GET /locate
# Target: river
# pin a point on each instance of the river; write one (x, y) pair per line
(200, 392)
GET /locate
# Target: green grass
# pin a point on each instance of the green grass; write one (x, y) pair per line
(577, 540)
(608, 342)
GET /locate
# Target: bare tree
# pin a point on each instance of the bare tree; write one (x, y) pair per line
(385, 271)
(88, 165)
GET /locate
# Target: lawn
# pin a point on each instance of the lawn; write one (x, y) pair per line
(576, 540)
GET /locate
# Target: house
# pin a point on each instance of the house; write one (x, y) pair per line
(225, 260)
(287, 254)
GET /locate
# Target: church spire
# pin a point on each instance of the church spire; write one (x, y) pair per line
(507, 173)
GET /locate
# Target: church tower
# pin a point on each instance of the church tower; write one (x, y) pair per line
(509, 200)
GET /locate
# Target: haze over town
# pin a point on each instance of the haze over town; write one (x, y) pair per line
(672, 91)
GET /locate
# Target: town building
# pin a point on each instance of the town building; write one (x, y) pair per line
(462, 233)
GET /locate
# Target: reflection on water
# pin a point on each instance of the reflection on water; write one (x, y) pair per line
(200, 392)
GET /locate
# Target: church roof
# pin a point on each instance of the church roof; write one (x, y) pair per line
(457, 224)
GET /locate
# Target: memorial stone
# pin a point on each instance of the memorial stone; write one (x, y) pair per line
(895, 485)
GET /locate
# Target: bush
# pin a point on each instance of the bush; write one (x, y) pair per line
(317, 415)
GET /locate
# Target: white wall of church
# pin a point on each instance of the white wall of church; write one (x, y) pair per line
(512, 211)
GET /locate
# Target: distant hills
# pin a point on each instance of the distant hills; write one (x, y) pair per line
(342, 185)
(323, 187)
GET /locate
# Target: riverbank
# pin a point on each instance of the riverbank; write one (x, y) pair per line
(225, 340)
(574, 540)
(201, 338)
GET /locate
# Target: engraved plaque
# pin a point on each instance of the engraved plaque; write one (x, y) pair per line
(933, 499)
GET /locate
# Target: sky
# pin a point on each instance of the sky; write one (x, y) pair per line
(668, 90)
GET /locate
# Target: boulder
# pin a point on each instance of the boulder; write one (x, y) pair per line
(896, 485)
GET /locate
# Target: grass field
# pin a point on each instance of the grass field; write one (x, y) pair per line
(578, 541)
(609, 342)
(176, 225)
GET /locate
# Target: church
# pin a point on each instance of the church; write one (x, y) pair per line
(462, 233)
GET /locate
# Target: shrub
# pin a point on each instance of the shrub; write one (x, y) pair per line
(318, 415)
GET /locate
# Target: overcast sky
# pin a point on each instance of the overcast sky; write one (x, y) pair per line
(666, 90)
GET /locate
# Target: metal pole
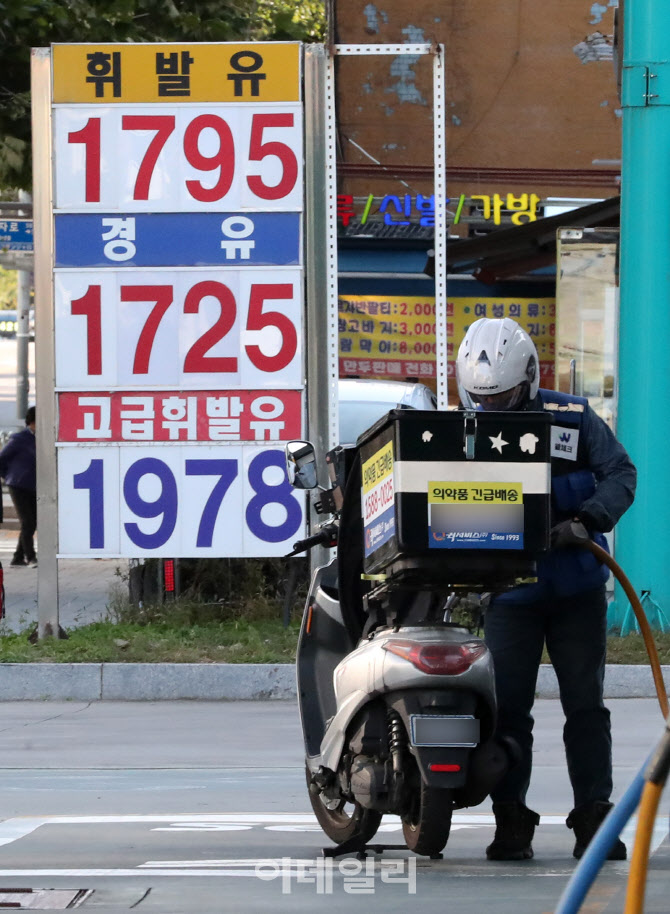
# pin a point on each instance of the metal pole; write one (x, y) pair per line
(644, 335)
(45, 368)
(440, 188)
(22, 334)
(320, 266)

§ **Aim**: Keep the pictures out of your copy, and repeat every entry above exactly.

§ **Reply**:
GET /locate
# Target: river
# pin a point on each instance of the river; write one (x, y) pair per line
(200, 392)
GET /locate
# Target: green grass
# pin a point on each instance of the green grass; write one (x, y) pair per line
(577, 540)
(608, 342)
GET /locate
# Target: bare tree
# pin a point on each instance of the bare tree; write one (x, y) pair per line
(385, 271)
(88, 165)
GET /locate
# Target: lawn
# pin a point on each instance of the lawn; write one (x, y) pair per line
(576, 540)
GET /locate
# Target: house
# pin a point on each instance of the house; write one (x, y) pair per line
(225, 260)
(287, 254)
GET /locate
# Target: church spire
# pin a point on each instance of the church spire; write one (x, y) pair per line
(507, 173)
GET /locate
# Target: church tower
# pin a point on each instance of the church tower; write one (x, y) pair per line
(509, 200)
GET /locate
# Target: haze over town
# pin a point on each instance of the haze over town; write one (x, y) pair per line
(672, 91)
GET /locate
# Target: town building
# pin a point on each instance of the town building; write one (x, y) pair per line
(462, 233)
GET /locate
# Target: reflection on water
# pin a point on each instance of the reflection on water; write one (x, y) pair per line
(200, 392)
GET /locate
# Target: church roof
# pin a point on each instance of the church roof; write one (x, y) pair per line
(457, 224)
GET /locate
# Target: memorial stone
# pin a point on each instance of the memorial stone; write one (x, y) pair per line
(895, 485)
GET /locate
# Target: bush
# pin a point on each instance of the bush; write one (x, y) pair per line
(317, 415)
GET /locate
# Target: white wall of church
# pin a point on each instance of the white wall of church; write one (x, y) pair per line
(512, 211)
GET /locate
# Target: distant hills
# pin a point on each instance of the distant hills; write one (x, y) pair per line
(342, 185)
(323, 187)
GET /locate
# Target: riverbank
# pin a point on each instance of the riverbank; write one (x, y) pair per line
(225, 340)
(574, 540)
(201, 338)
GET /locate
# Target: engraved plaque
# pin a point on each instance of the engraved plaque; write one (x, y) pair per line
(933, 499)
GET /locate
# Target: sky
# pin a point on each instance of the sky; write one (x, y) pair per line
(668, 90)
GET /locate
# Target: boulder
# pin a point on each instance of the boulder; write one (x, y) pair per line
(896, 485)
GET /locate
# Target: grass field
# pin a point on each instance of the grass field; write one (x, y) pair per line
(578, 541)
(609, 342)
(176, 225)
GET /locate
# Target: church
# pin a point on each instance of the church; write one (x, y) pair per line
(462, 233)
GET /locate
# Target: shrub
# pin a point on each instance of the shrub; write one (x, y) pair per line
(318, 415)
GET /locate
# Target: overcast sky
# pin a point on each instance of the overcast sky; write one (x, y) pair per line
(666, 90)
GET /locate
# Target: metal pole
# pin a point on each instance of the metal pole; write one (x, y) pair per line
(644, 335)
(45, 368)
(440, 188)
(22, 334)
(320, 266)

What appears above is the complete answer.